▸ **EXERCISE REQUIREMENTS**
Copy out all of the material exactly as presented.

▸ **EXERCISE MATERIAL**
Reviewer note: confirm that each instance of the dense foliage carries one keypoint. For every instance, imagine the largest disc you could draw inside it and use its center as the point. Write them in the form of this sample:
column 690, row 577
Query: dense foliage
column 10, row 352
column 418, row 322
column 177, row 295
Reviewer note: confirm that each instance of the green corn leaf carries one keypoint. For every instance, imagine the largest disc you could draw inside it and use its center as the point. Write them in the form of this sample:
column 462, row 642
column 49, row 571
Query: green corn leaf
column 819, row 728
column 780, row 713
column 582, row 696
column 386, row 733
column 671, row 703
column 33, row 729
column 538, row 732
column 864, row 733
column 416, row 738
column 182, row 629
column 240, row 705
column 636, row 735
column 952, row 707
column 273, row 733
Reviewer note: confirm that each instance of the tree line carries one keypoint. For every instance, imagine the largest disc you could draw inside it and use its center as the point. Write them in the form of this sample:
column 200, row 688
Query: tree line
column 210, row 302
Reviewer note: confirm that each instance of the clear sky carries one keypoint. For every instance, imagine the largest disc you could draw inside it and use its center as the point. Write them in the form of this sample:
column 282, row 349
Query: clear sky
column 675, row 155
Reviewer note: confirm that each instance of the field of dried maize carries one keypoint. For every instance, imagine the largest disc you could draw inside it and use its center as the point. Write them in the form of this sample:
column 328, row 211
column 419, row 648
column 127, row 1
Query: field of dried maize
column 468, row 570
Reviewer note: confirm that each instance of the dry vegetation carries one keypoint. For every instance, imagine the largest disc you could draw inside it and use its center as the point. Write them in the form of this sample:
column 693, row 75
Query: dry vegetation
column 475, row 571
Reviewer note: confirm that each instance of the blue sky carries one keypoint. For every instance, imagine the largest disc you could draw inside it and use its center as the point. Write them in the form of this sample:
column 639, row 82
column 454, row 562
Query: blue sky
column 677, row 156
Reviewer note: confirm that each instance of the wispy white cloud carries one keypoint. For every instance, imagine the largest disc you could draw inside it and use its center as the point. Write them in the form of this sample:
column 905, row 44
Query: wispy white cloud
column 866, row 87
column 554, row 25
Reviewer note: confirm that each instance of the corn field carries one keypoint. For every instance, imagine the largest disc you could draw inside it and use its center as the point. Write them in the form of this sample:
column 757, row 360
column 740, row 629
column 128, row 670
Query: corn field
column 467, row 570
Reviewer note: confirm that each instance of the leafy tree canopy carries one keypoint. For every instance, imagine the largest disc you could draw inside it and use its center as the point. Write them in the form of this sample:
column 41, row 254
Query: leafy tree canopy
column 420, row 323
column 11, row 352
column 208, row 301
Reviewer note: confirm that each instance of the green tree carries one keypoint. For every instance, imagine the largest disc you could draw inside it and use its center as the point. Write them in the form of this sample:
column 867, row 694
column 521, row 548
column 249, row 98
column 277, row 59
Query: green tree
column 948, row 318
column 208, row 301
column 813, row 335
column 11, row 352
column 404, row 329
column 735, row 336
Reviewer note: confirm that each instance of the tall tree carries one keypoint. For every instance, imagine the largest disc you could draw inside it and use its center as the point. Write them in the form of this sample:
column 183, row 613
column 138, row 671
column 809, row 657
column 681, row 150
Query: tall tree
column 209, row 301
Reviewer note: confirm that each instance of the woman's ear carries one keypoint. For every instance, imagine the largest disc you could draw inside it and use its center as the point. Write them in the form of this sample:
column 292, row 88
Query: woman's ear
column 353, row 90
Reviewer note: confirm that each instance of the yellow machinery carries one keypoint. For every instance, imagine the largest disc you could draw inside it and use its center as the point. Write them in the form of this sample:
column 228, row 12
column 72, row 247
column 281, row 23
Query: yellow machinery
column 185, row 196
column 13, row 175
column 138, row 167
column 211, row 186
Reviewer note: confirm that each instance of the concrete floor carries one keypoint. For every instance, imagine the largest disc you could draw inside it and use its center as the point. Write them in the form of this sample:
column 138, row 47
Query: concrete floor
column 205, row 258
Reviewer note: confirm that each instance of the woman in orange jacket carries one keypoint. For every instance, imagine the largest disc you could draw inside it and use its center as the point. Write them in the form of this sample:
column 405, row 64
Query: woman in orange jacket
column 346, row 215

▸ **FINISHED EXERCISE**
Reviewer note: confirm that each instance of the dense foliage carries one keypoint. For every instance, imagine the largest disc you could draw inside it and use its center as the point. Write them in the form of this sample:
column 690, row 577
Query: dense foliage
column 10, row 352
column 418, row 322
column 177, row 295
Reviewer note: confirm that each instance of the green corn leaf carries one keypoint. For every instance, imagine the largest disc you could draw inside it and use its center as the point. Write them in the form of this sample:
column 462, row 642
column 49, row 571
Query: green corn leaf
column 819, row 728
column 780, row 713
column 582, row 696
column 386, row 733
column 671, row 703
column 33, row 729
column 538, row 732
column 864, row 733
column 416, row 738
column 182, row 629
column 240, row 705
column 636, row 735
column 952, row 707
column 273, row 733
Reviewer note: confirm that each instance of the tree line carries one keypoint. For every instance, imagine the largest disc you could draw inside it and use its center as the point. Write them in the form of this sample:
column 200, row 688
Query: tree line
column 210, row 302
Reviewer note: confirm that each instance of the clear sky carries one keypoint. For every instance, imagine the largest disc you could draw inside it and use its center as the point. Write them in the form of this sample:
column 282, row 349
Query: clear sky
column 675, row 155
Reviewer note: confirm that each instance of the field of dried maize carries one keypoint. For every instance, imagine the largest disc you could draw inside it and use its center as the point. Write them in the form of this sample:
column 328, row 211
column 419, row 648
column 127, row 1
Query: field of dried maize
column 468, row 570
Reviewer note: confirm that each instance of the dry vegetation carries one keypoint. For every instance, imagine the largest disc you could draw inside it and use its center as the point. Write them in the form of this sample:
column 693, row 75
Query: dry vegetation
column 475, row 571
Reviewer note: confirm that each instance of the blue sky carries one keypoint. For every instance, imagine the largest disc you could draw inside it and use its center as the point. Write them in the form of this sample:
column 639, row 82
column 454, row 562
Query: blue sky
column 677, row 156
Reviewer note: confirm that each instance of the wispy white cloud carries one keypoint. For every instance, imagine the largest disc you could draw inside it and use its center as the point. Write them in the form of this sample:
column 905, row 44
Query: wispy white cloud
column 866, row 87
column 554, row 25
Reviewer note: confirm that each instance of the corn field carries one keypoint. For every instance, imagine the largest disc you could draw inside it and use its center as the point. Write them in the form of this sample:
column 757, row 360
column 740, row 629
column 128, row 670
Query: corn field
column 467, row 570
Reviewer note: confirm that each instance of the leafy tree canopy carries one keypoint. For every instance, imagine the largest disc you could draw inside it and use its center as the point. Write them in the form of this sample:
column 41, row 254
Query: leafy tree canopy
column 420, row 323
column 11, row 352
column 208, row 301
Reviewer note: confirm that each instance of the green tree carries one keypoint. For every instance, imagine the largest disc you could draw inside it and use its center as the point. Write them in the form of this sample:
column 867, row 694
column 521, row 548
column 249, row 98
column 277, row 59
Query: green tree
column 948, row 318
column 208, row 301
column 813, row 335
column 11, row 352
column 404, row 329
column 735, row 336
Reviewer note: confirm that each instance of the tall tree carries one keypoint. For every instance, imagine the largest disc you could draw inside it and use its center as the point. Write them in the form of this sample:
column 183, row 613
column 138, row 671
column 809, row 657
column 681, row 150
Query: tall tree
column 209, row 301
Reviewer note: confirm that each instance of the woman's ear carries one keypoint. For every instance, imagine the largest disc you could draw inside it and use its center as the point. Write them in the form of this sample:
column 292, row 88
Query: woman's ear
column 353, row 90
Reviewer note: confirm that each instance of the yellow machinery carries one keypoint. For every instance, imagine the largest disc you could draw inside it and use its center as the point. Write them in the form of this sample:
column 228, row 12
column 72, row 247
column 281, row 23
Query: yellow machinery
column 185, row 196
column 13, row 175
column 138, row 167
column 211, row 186
Reviewer note: confirm that each instance of the concrete floor carries one keypoint. For every instance, imagine the largest disc you could draw inside it and use its center as the point. Write them in the form of this sample:
column 138, row 47
Query: concrete floor
column 205, row 258
Reviewer note: confirm that each instance of the woman in orange jacket carries one keypoint. For every instance, imagine the largest disc you could draw inside it and use its center as the point. Write them in the form of this sample:
column 405, row 64
Query: woman in orange jacket
column 346, row 215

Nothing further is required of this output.